## To be done
Find every line in the data below that contains the string "armrest", and copy each of those lines. Matching is case-sensitive.

[Data listing]
--- Start ---

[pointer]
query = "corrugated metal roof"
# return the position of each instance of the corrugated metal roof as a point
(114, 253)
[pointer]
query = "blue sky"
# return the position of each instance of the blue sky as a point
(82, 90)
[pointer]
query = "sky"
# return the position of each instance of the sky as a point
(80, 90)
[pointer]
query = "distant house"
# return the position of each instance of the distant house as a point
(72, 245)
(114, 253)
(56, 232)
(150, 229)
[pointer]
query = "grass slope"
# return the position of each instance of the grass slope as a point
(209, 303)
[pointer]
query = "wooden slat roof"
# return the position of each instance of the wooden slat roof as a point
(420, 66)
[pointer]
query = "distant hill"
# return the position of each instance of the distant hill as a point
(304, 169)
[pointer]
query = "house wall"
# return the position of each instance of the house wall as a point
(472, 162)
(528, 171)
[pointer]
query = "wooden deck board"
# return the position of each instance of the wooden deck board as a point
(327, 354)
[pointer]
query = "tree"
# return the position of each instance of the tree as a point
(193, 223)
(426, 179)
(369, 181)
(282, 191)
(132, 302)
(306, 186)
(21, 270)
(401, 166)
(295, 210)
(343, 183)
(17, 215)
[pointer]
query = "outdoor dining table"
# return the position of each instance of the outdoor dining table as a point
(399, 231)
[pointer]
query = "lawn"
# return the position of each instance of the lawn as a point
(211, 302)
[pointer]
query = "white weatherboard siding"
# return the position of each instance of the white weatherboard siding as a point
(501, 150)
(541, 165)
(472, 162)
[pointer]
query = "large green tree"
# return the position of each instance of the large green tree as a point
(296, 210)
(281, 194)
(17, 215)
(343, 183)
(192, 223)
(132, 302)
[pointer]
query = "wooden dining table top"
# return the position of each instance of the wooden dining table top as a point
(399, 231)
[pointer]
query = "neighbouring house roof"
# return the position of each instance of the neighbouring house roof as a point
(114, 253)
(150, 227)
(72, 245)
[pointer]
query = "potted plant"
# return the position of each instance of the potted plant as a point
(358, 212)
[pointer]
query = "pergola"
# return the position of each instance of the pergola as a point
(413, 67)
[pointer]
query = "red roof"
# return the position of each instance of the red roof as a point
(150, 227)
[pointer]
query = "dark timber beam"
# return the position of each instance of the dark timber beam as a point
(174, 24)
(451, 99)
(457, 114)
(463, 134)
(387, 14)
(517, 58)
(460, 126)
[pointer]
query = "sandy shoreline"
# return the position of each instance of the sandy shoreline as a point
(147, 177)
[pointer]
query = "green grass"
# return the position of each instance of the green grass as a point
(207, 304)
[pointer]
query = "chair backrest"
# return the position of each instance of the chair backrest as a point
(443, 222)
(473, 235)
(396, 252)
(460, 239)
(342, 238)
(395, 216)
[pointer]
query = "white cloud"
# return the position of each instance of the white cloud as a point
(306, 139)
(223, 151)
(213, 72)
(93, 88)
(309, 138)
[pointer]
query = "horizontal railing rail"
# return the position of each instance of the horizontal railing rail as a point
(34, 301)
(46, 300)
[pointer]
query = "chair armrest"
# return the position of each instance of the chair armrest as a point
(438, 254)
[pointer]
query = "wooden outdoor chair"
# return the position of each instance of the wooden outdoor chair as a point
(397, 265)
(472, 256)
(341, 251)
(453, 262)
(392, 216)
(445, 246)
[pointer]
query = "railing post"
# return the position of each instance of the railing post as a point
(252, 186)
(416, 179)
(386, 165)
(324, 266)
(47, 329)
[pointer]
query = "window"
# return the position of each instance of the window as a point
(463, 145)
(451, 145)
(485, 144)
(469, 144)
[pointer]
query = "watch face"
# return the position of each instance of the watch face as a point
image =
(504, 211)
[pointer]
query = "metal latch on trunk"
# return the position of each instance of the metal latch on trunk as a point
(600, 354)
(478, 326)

--- End ---

## The output
query = "chair armrest"
# return the position of each instance of the chair armrest as a point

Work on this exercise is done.